*EXERCISE AIM*
Rewrite the rows from the beginning through the line containing "positive clicks: (476, 765) (474, 738)", replacing every "rough mask" with "coarse mask" and changing nothing else. Leave the pictures out.

*RECORDS SUPPLIED*
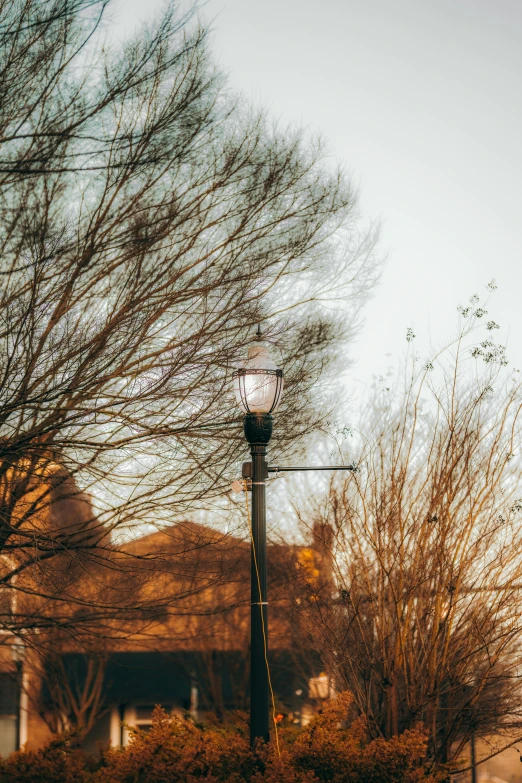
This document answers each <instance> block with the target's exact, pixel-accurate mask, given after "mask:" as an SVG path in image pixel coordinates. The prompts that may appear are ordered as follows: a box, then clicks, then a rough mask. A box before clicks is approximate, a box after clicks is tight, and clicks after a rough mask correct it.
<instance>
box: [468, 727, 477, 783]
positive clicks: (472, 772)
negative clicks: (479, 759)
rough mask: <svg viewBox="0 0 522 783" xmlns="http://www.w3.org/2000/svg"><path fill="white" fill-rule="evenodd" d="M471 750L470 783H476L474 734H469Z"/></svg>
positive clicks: (476, 765) (474, 738)
mask: <svg viewBox="0 0 522 783" xmlns="http://www.w3.org/2000/svg"><path fill="white" fill-rule="evenodd" d="M469 744H470V749H471V783H477V757H476V754H475V732H474V731H472V732H471V740H470V743H469Z"/></svg>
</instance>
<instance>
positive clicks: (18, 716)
mask: <svg viewBox="0 0 522 783" xmlns="http://www.w3.org/2000/svg"><path fill="white" fill-rule="evenodd" d="M22 667H23V664H22V661H15V671H16V675H15V676H16V724H15V726H16V728H15V743H16V750H20V740H21V731H20V730H21V714H20V713H21V710H22V688H23V674H22Z"/></svg>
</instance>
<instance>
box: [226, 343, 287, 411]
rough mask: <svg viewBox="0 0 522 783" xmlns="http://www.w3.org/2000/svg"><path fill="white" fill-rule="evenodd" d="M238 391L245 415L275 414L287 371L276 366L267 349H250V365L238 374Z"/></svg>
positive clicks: (265, 348) (259, 348) (236, 375)
mask: <svg viewBox="0 0 522 783" xmlns="http://www.w3.org/2000/svg"><path fill="white" fill-rule="evenodd" d="M234 391H235V393H236V400H237V403H238V405H239V407H240V408H241V409H242V410H243V411H244V412H245V413H273V412H274V411H275V409H276V408H277V406H278V405H279V401H280V399H281V394H282V391H283V371H282V370H280V369H279V368H278V367H277V365H276V364H275V363H274V362H273V360H272V359H271V357H270V354H269V352H268V349H267V348H266V347H265V346H264V345H254V346H252V347H251V348H249V349H248V361H247V362H245V366H244V367H241V368H240V369H239V370H236V373H235V377H234Z"/></svg>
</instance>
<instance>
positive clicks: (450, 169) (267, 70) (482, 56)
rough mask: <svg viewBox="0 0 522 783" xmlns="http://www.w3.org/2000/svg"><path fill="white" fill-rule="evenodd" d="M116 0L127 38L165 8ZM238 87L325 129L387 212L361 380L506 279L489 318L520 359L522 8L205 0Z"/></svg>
mask: <svg viewBox="0 0 522 783" xmlns="http://www.w3.org/2000/svg"><path fill="white" fill-rule="evenodd" d="M161 5H162V3H161V2H160V0H147V2H146V3H145V2H143V0H117V7H116V8H115V14H114V17H115V18H114V24H115V25H118V28H119V30H120V31H121V32H123V31H124V30H127V29H129V30H130V29H132V28H133V27H134V26H135V25H136V24H138V23H139V21H140V20H141V19H144V18H146V16H147V15H150V14H153V13H154V12H155V10H156V9H159V8H160V7H161ZM202 16H203V17H204V18H206V19H207V20H209V21H210V22H211V24H212V27H213V37H212V43H213V50H214V54H215V57H216V59H217V62H218V63H219V64H220V65H221V66H222V68H223V69H224V70H225V71H226V72H227V73H228V74H229V83H230V86H231V87H232V88H233V89H234V90H236V89H237V90H239V91H241V92H242V93H244V94H245V95H246V96H247V97H248V98H250V99H251V100H253V101H254V102H256V103H257V104H260V105H263V106H266V107H268V108H269V109H270V111H271V114H272V116H273V117H274V118H276V119H279V120H280V121H281V122H282V123H284V124H287V123H297V124H300V125H304V126H307V127H309V128H310V129H311V130H313V131H320V132H321V133H322V134H323V136H324V137H325V138H326V139H327V140H328V142H329V145H330V149H331V152H332V154H333V155H334V156H335V157H336V158H337V159H338V160H339V161H340V162H341V163H342V164H343V165H344V166H345V167H346V168H347V169H348V171H349V172H350V173H351V175H352V178H353V180H354V182H355V183H356V184H357V185H359V187H360V205H361V208H362V211H363V213H364V214H365V215H367V216H368V217H369V218H372V219H375V218H381V219H382V221H383V229H382V235H381V252H382V253H383V254H384V253H386V254H387V255H388V261H387V264H386V267H385V272H384V275H383V279H382V282H381V284H380V287H379V288H378V289H377V291H376V293H375V296H374V299H373V301H372V302H371V304H370V305H369V306H368V308H367V310H366V323H365V326H364V329H363V331H362V332H361V335H360V338H359V340H358V342H357V344H356V345H355V346H354V348H353V352H352V353H353V357H354V359H355V360H356V364H355V365H354V367H353V370H352V374H353V376H354V380H356V379H357V380H359V381H363V382H368V381H369V380H370V378H371V376H372V373H381V372H382V371H383V370H384V369H385V368H386V367H387V366H388V365H389V364H390V363H397V362H398V360H399V358H400V356H401V355H402V353H403V351H404V348H405V346H406V341H405V335H406V329H407V327H411V328H413V329H414V331H415V333H416V334H417V339H416V344H417V348H418V350H419V352H420V353H421V354H423V355H424V354H427V353H428V343H429V340H430V337H431V340H432V342H433V343H434V344H436V345H438V344H440V343H441V342H442V341H443V340H444V339H445V338H446V337H448V336H449V335H451V333H452V332H453V331H454V329H455V325H456V319H457V312H456V306H457V305H458V304H459V303H465V302H466V301H467V299H468V298H469V296H471V295H472V294H474V293H478V294H486V290H485V286H486V284H487V283H488V282H489V281H490V280H491V278H495V279H496V281H497V284H498V290H497V291H496V293H495V295H494V298H493V301H492V302H491V305H490V315H491V316H492V317H493V318H494V319H495V320H496V321H498V322H499V323H500V324H501V325H502V327H503V335H504V336H508V338H509V339H508V357H509V358H510V359H511V361H512V363H513V364H514V365H515V366H520V365H521V363H522V343H521V340H520V337H521V333H522V312H521V310H522V308H521V304H522V302H521V292H522V263H521V262H522V253H521V247H522V222H521V217H520V208H521V198H520V188H521V181H522V90H521V87H520V80H521V75H522V45H521V41H522V2H520V0H321V1H320V2H319V0H263V2H259V0H208V2H206V3H205V4H204V6H203V7H202Z"/></svg>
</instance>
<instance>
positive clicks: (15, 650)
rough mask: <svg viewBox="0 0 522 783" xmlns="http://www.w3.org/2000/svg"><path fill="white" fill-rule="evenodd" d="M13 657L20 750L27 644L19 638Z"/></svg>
mask: <svg viewBox="0 0 522 783" xmlns="http://www.w3.org/2000/svg"><path fill="white" fill-rule="evenodd" d="M11 657H12V659H13V663H14V665H15V672H16V692H17V696H18V698H17V707H16V734H15V742H16V750H19V749H20V744H21V743H20V740H21V736H20V734H21V733H20V723H21V709H22V691H23V665H24V658H25V644H24V642H23V640H22V639H20V637H19V636H17V637H15V639H14V641H13V643H12V644H11Z"/></svg>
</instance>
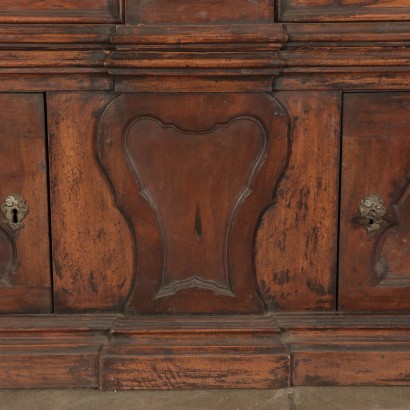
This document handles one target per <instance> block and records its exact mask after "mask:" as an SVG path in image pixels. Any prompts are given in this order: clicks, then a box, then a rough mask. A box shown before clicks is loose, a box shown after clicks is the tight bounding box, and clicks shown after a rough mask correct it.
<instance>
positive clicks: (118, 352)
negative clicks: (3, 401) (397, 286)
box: [0, 313, 410, 390]
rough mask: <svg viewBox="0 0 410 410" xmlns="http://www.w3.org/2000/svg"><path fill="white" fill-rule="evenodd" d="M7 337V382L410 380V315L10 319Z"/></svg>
mask: <svg viewBox="0 0 410 410" xmlns="http://www.w3.org/2000/svg"><path fill="white" fill-rule="evenodd" d="M176 335H177V336H178V337H176ZM0 343H1V345H2V349H1V352H0V357H1V361H0V362H1V363H2V364H1V365H0V387H1V388H10V387H13V388H15V387H18V388H27V387H59V388H63V387H95V388H103V389H107V390H110V389H131V388H137V389H147V388H151V389H152V388H155V389H167V388H215V387H216V388H218V387H230V388H244V387H253V388H256V387H259V388H274V387H286V386H296V385H320V384H328V385H362V384H370V385H397V384H401V385H410V378H409V377H408V366H409V363H410V316H409V315H395V316H392V315H361V314H356V315H346V314H332V313H323V314H321V313H315V314H300V313H299V314H298V313H295V314H276V315H268V316H252V315H251V316H234V317H226V316H225V317H221V316H214V317H204V316H201V320H200V321H199V320H198V318H197V317H175V316H174V317H166V318H165V317H158V316H156V317H152V316H132V317H131V316H121V315H44V316H2V317H0ZM22 364H24V371H21V370H22V366H23V365H22ZM226 369H229V371H228V372H227V371H226ZM27 375H29V376H30V377H28V376H27Z"/></svg>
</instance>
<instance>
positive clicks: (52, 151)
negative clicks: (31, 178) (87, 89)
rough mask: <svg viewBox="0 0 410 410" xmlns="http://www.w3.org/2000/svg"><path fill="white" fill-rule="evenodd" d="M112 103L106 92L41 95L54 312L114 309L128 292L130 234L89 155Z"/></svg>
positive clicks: (131, 258) (59, 93) (101, 175)
mask: <svg viewBox="0 0 410 410" xmlns="http://www.w3.org/2000/svg"><path fill="white" fill-rule="evenodd" d="M113 98H114V96H113V95H110V94H106V93H51V94H48V95H47V105H48V108H49V112H48V126H49V138H50V167H51V168H50V172H51V185H50V189H51V204H52V205H51V206H52V207H53V209H54V212H53V213H52V235H53V267H54V298H55V309H56V311H57V312H64V311H70V310H71V311H73V310H76V311H81V310H85V309H86V310H100V309H104V310H115V311H120V310H121V309H122V306H123V304H124V302H125V299H126V297H127V294H128V292H129V287H130V286H131V276H132V267H133V254H132V248H131V243H132V236H131V233H130V230H129V228H128V226H127V223H126V221H125V219H124V218H123V216H122V215H121V213H120V212H119V211H118V210H117V209H116V208H115V205H114V200H113V197H112V195H111V192H110V188H109V185H108V184H107V181H106V179H105V178H104V175H103V174H102V173H101V171H100V169H99V167H98V159H97V158H96V152H95V151H96V150H95V147H96V139H95V138H96V129H97V123H98V120H99V118H100V116H101V113H102V110H103V109H104V107H105V106H106V104H108V103H109V102H110V101H111V100H112V99H113ZM79 118H89V119H90V120H89V121H79V120H78V119H79Z"/></svg>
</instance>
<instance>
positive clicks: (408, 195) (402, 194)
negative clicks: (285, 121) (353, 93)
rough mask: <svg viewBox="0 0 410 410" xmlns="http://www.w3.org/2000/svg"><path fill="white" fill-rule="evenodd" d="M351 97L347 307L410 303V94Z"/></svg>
mask: <svg viewBox="0 0 410 410" xmlns="http://www.w3.org/2000/svg"><path fill="white" fill-rule="evenodd" d="M344 102H345V109H344V119H343V121H344V124H343V127H344V128H343V129H344V136H343V170H342V193H341V195H342V196H341V198H342V205H341V236H340V252H341V253H340V308H341V309H346V310H408V309H410V94H408V93H379V94H368V95H367V94H348V95H346V96H345V101H344ZM363 199H365V201H364V202H362V200H363ZM360 205H361V206H362V208H361V212H362V213H363V215H367V217H363V216H361V214H360V212H359V206H360Z"/></svg>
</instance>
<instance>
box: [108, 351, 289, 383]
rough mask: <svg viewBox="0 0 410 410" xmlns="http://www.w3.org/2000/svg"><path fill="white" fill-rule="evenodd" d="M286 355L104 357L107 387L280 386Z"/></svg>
mask: <svg viewBox="0 0 410 410" xmlns="http://www.w3.org/2000/svg"><path fill="white" fill-rule="evenodd" d="M287 363H288V360H287V357H286V355H280V356H279V357H275V355H263V354H262V355H256V354H255V355H247V354H227V355H193V354H190V355H187V356H184V355H178V356H174V357H169V356H168V355H167V356H161V355H157V356H154V357H151V356H147V355H142V356H140V355H138V354H136V355H134V356H126V355H125V356H123V357H110V356H107V357H104V358H103V366H104V369H105V371H104V379H103V384H102V386H103V388H104V389H110V390H112V389H115V390H117V389H122V390H123V389H158V388H160V389H190V388H227V387H229V388H232V387H235V388H242V389H245V388H249V387H252V388H265V389H266V388H280V387H285V386H286V385H287V379H288V372H287Z"/></svg>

*EXERCISE RESULT*
This document answers each <instance> block with the target's exact, pixel-accurate mask, given after "mask:" as an SVG path in image pixel coordinates. The prompts that may appear are ordered as follows: a box, then clicks, then a coarse mask. A box before clicks is approximate, a box after clicks is tight, and clicks after a coarse mask correct it.
<instance>
box: [468, 727, 477, 783]
positive clicks: (472, 772)
negative clicks: (479, 759)
coarse mask: <svg viewBox="0 0 522 783" xmlns="http://www.w3.org/2000/svg"><path fill="white" fill-rule="evenodd" d="M471 750L470 783H476L474 734H469Z"/></svg>
positive clicks: (476, 765) (474, 738)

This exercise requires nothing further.